Document extract
----
As #ntdef has written, you can change the hashing behavior of your type by overloading the Base.hash function. However, his definition is incorrect in a few respects (which is probably our fault for failing to document this more prominently and thoroughly):
The method signature of Base.hash that you want to overload is Base.hash(::T, ::UInt).
The Base.hash(::T, ::UInt) method must return a UInt value.
If you are overloading Base.hash, you should also overload Base.== to match.
So this would be a correct way to make your mutable type hash by value (new Julia session required to redefine MyT):
type MyT # `mutable struct MyT` in 0.6
A::String
B::Int64
end
import Base: ==, hash
==(x::MyT, y::MyT) = x.A == y.A && x.B == y.B
hash(x::MyT, h::UInt) = hash((MyT, x.A, x.B), h)
dic = Dict{MyT, Int64}()
for i in 1:10
dic[MyT("x", 1)] = 1
end
julia> dic
Dict{MyT,Int64} with 1 entry:
MyT("x", 1) => 1
julia> keys(dic)
Base.KeyIterator for a Dict{MyT,Int64} with 1 entry. Keys:
MyT("x", 1)
----
Data shown
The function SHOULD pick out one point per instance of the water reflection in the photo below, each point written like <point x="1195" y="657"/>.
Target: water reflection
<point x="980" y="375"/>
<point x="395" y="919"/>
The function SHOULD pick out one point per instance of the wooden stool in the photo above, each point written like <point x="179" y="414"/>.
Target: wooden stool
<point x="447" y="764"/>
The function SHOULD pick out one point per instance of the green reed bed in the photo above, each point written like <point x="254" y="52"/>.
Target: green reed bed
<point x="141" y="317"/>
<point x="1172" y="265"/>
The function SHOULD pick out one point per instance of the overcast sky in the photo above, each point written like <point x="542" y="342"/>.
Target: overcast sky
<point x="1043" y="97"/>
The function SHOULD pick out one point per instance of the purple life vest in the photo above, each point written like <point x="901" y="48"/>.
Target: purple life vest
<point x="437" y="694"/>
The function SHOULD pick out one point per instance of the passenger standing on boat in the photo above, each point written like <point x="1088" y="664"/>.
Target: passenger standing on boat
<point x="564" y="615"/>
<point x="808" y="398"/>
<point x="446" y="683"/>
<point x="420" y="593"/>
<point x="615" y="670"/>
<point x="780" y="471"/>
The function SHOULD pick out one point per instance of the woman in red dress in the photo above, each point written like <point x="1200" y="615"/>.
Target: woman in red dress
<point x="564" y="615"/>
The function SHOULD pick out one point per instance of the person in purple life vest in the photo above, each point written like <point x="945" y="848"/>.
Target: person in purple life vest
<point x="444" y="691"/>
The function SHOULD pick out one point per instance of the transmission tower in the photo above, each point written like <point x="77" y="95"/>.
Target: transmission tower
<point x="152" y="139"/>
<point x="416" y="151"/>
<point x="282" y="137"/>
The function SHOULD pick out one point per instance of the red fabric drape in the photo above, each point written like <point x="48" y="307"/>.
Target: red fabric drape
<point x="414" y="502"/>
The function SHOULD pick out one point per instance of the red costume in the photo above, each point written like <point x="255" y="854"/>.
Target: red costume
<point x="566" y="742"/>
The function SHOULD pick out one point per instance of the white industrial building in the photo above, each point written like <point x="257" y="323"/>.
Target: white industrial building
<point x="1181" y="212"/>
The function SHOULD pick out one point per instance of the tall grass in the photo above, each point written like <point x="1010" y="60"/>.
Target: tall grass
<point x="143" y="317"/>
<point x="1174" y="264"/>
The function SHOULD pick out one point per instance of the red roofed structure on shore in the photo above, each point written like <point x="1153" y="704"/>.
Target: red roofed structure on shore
----
Task objective
Reproduce the Julia hashing text word for word, all of it.

Written reply
As #ntdef has written, you can change the hashing behavior of your type by overloading the Base.hash function. However, his definition is incorrect in a few respects (which is probably our fault for failing to document this more prominently and thoroughly):
The method signature of Base.hash that you want to overload is Base.hash(::T, ::UInt).
The Base.hash(::T, ::UInt) method must return a UInt value.
If you are overloading Base.hash, you should also overload Base.== to match.
So this would be a correct way to make your mutable type hash by value (new Julia session required to redefine MyT):
type MyT # `mutable struct MyT` in 0.6
A::String
B::Int64
end
import Base: ==, hash
==(x::MyT, y::MyT) = x.A == y.A && x.B == y.B
hash(x::MyT, h::UInt) = hash((MyT, x.A, x.B), h)
dic = Dict{MyT, Int64}()
for i in 1:10
dic[MyT("x", 1)] = 1
end
julia> dic
Dict{MyT,Int64} with 1 entry:
MyT("x", 1) => 1
julia> keys(dic)
Base.KeyIterator for a Dict{MyT,Int64} with 1 entry. Keys:
MyT("x", 1)